◆ **Your assignment**
Return the lines beginning at the one that contains "sunglasses. Keep to one point per instance." and continuing to the end of the entries, including both ends, exactly as written and nothing else.

◆ **Task data**

========================

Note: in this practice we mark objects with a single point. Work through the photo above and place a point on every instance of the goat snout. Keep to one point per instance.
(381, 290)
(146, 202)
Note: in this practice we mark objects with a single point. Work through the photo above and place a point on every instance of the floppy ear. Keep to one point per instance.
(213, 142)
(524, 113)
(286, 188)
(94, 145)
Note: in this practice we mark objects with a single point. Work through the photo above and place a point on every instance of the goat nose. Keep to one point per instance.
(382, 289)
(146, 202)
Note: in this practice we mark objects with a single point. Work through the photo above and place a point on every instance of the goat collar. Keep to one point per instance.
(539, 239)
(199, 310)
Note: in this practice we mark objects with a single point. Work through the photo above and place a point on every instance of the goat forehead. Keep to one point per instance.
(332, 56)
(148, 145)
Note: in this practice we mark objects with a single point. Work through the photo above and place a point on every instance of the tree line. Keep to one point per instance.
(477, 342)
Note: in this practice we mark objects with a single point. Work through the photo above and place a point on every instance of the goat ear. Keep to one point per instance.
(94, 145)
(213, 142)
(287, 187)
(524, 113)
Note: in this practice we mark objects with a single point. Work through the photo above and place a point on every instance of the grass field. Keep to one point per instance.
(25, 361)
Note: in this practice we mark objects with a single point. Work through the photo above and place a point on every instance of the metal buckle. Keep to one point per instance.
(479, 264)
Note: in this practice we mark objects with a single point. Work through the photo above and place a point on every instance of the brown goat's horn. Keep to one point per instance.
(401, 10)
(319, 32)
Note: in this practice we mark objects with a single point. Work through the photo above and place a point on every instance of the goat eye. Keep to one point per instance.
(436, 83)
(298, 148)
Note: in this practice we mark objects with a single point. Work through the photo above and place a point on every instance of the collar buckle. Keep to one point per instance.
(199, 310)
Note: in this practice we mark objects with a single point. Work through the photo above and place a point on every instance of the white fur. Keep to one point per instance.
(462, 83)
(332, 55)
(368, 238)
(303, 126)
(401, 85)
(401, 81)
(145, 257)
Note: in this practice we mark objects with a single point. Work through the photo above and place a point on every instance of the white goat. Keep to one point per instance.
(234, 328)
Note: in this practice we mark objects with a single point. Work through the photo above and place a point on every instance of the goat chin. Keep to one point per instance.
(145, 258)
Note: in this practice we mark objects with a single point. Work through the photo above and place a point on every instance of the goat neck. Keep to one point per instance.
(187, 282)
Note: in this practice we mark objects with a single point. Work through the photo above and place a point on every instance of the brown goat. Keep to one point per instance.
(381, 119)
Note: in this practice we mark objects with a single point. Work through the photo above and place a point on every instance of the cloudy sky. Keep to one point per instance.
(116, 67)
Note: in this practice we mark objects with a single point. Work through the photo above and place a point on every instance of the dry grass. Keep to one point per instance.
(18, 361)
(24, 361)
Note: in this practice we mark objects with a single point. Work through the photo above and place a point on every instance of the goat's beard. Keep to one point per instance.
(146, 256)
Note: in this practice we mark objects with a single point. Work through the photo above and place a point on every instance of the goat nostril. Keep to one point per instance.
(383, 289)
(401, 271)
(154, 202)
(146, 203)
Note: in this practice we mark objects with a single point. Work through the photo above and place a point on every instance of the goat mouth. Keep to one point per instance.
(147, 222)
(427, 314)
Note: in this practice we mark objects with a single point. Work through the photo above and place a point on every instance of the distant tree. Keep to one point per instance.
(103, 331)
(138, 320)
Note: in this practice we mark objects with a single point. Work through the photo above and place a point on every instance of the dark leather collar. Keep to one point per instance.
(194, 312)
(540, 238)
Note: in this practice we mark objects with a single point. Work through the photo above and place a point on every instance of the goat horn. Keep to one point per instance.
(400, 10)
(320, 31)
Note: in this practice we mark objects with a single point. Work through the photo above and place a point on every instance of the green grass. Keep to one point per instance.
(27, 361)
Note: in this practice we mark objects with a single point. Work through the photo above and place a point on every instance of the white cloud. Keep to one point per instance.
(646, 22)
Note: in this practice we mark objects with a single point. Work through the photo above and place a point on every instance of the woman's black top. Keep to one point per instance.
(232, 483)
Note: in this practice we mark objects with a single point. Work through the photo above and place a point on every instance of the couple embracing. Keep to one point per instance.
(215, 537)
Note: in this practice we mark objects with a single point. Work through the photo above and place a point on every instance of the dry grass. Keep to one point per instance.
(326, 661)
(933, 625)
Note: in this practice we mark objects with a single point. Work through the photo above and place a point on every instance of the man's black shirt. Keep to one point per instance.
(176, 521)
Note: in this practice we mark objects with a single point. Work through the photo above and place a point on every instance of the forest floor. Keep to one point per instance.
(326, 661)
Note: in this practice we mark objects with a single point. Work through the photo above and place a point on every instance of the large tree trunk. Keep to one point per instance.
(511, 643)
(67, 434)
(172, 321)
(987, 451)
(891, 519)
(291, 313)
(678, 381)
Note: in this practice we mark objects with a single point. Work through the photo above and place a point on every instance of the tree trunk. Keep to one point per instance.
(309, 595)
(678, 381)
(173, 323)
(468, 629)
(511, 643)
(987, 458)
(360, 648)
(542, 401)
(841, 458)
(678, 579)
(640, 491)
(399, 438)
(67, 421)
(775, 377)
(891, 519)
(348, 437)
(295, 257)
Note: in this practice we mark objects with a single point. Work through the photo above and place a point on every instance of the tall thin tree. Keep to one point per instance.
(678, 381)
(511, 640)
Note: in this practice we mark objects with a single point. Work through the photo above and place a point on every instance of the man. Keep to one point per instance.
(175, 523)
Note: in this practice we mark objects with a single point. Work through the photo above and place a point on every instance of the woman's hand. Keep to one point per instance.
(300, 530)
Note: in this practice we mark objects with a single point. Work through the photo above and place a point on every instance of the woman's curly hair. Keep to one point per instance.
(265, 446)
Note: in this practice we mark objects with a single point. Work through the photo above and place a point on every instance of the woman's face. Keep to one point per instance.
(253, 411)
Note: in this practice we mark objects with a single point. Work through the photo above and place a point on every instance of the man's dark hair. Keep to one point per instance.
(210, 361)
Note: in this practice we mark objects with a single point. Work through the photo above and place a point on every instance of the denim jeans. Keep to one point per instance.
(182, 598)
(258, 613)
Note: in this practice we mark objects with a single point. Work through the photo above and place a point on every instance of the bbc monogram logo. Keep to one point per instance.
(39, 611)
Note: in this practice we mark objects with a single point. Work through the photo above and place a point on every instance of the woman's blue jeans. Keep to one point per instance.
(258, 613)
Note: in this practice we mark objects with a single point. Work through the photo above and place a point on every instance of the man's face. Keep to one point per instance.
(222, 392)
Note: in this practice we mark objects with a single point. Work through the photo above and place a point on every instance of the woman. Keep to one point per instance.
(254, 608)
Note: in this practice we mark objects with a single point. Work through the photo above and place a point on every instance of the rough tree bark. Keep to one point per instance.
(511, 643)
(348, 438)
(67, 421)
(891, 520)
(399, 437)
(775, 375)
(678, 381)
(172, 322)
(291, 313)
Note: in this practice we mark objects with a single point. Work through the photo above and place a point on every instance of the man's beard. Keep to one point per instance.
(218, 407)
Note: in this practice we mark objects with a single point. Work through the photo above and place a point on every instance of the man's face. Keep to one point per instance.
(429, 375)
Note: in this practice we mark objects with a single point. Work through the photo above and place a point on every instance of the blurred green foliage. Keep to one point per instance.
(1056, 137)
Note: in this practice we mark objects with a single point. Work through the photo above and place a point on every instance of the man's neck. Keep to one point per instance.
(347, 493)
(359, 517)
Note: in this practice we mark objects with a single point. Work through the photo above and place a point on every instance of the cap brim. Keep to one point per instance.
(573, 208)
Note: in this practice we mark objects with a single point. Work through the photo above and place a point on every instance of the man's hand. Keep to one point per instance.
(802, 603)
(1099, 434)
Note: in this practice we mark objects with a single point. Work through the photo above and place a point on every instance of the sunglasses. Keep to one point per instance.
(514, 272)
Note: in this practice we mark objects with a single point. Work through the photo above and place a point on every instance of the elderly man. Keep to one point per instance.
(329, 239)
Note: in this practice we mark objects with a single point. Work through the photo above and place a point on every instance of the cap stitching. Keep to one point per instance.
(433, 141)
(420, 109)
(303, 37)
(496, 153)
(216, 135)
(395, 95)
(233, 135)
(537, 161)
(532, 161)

========================

◆ **Result of the exercise**
Note: in this practice we mark objects with a single point. Work through the photo above and place a point on every instance of the sunglasses. Keep to one point per instance.
(514, 272)
Note: in this practice we mark objects with a single point. Work through the photo above and place a point on every instance of the elderly man. Keep to one point per instance.
(329, 239)
Note: in this practice we mark objects with a single point. Work through the photo above and place a point on every instance of the cap stitching. Keep to one point per instance.
(433, 141)
(420, 109)
(303, 37)
(496, 153)
(216, 135)
(395, 95)
(233, 135)
(537, 161)
(532, 161)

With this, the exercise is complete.